§ **What you are asked to do**
Reproduce all of the material below verbatim, keeping every line unchanged.

§ **Working data**
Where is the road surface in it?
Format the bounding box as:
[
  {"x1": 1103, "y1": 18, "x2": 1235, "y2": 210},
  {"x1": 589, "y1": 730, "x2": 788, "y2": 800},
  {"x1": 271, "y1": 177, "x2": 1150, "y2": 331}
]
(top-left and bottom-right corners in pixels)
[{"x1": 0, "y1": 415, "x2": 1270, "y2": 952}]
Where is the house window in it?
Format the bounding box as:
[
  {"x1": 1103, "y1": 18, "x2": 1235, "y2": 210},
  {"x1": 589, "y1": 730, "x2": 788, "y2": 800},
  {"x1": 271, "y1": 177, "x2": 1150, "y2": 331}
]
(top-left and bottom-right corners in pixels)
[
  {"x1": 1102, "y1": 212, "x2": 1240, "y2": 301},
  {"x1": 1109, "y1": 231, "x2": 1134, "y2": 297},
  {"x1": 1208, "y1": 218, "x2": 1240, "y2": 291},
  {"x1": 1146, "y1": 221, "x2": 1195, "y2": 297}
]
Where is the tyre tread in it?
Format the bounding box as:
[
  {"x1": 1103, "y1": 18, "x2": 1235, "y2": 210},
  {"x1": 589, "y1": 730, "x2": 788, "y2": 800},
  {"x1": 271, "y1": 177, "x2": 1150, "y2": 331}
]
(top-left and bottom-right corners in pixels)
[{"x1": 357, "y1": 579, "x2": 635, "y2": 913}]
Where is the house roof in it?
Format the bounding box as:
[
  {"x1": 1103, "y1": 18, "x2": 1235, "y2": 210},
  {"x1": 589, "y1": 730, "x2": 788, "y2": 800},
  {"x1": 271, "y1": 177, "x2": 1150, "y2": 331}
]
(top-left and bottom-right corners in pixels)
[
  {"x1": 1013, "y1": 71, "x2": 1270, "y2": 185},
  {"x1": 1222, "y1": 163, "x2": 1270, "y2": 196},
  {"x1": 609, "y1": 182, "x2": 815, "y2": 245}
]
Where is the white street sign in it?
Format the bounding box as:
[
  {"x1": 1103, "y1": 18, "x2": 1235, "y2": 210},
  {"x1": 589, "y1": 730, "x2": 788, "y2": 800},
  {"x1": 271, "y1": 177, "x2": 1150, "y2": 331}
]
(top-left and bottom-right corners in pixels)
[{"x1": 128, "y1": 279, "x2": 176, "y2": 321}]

§ **Problem solution**
Where is the road surface in it?
Format the bounding box as:
[
  {"x1": 1103, "y1": 18, "x2": 1235, "y2": 210},
  {"x1": 589, "y1": 730, "x2": 788, "y2": 800},
  {"x1": 271, "y1": 177, "x2": 1150, "y2": 331}
]
(top-left and bottom-right corners in pixels)
[{"x1": 0, "y1": 415, "x2": 1270, "y2": 952}]
Where is the house window in it?
Format the bounding box as:
[
  {"x1": 1103, "y1": 18, "x2": 1235, "y2": 210},
  {"x1": 589, "y1": 730, "x2": 788, "y2": 800},
  {"x1": 271, "y1": 177, "x2": 1150, "y2": 331}
]
(top-left and bottom-right corners in pixels)
[
  {"x1": 1102, "y1": 212, "x2": 1240, "y2": 301},
  {"x1": 1109, "y1": 231, "x2": 1134, "y2": 297},
  {"x1": 1208, "y1": 218, "x2": 1240, "y2": 291},
  {"x1": 1146, "y1": 221, "x2": 1195, "y2": 297}
]
Where is the tyre tread in it?
Format the bounding box as:
[
  {"x1": 1103, "y1": 18, "x2": 1235, "y2": 210},
  {"x1": 589, "y1": 730, "x2": 788, "y2": 800},
  {"x1": 271, "y1": 177, "x2": 1150, "y2": 331}
]
(top-left and bottom-right corners in pixels)
[{"x1": 357, "y1": 579, "x2": 635, "y2": 913}]
Where is the house roof in it?
Format the bounding box as:
[
  {"x1": 1103, "y1": 18, "x2": 1235, "y2": 210},
  {"x1": 589, "y1": 730, "x2": 788, "y2": 800},
  {"x1": 271, "y1": 177, "x2": 1150, "y2": 331}
]
(top-left and bottom-right corners in pixels)
[
  {"x1": 1013, "y1": 71, "x2": 1270, "y2": 185},
  {"x1": 1222, "y1": 163, "x2": 1270, "y2": 196},
  {"x1": 609, "y1": 182, "x2": 815, "y2": 245}
]
Where is the white street sign in it?
Format the bounding box as:
[
  {"x1": 1103, "y1": 18, "x2": 1235, "y2": 210},
  {"x1": 589, "y1": 730, "x2": 788, "y2": 800},
  {"x1": 271, "y1": 177, "x2": 1150, "y2": 331}
]
(top-left and bottom-right corners in pixels)
[{"x1": 128, "y1": 279, "x2": 176, "y2": 321}]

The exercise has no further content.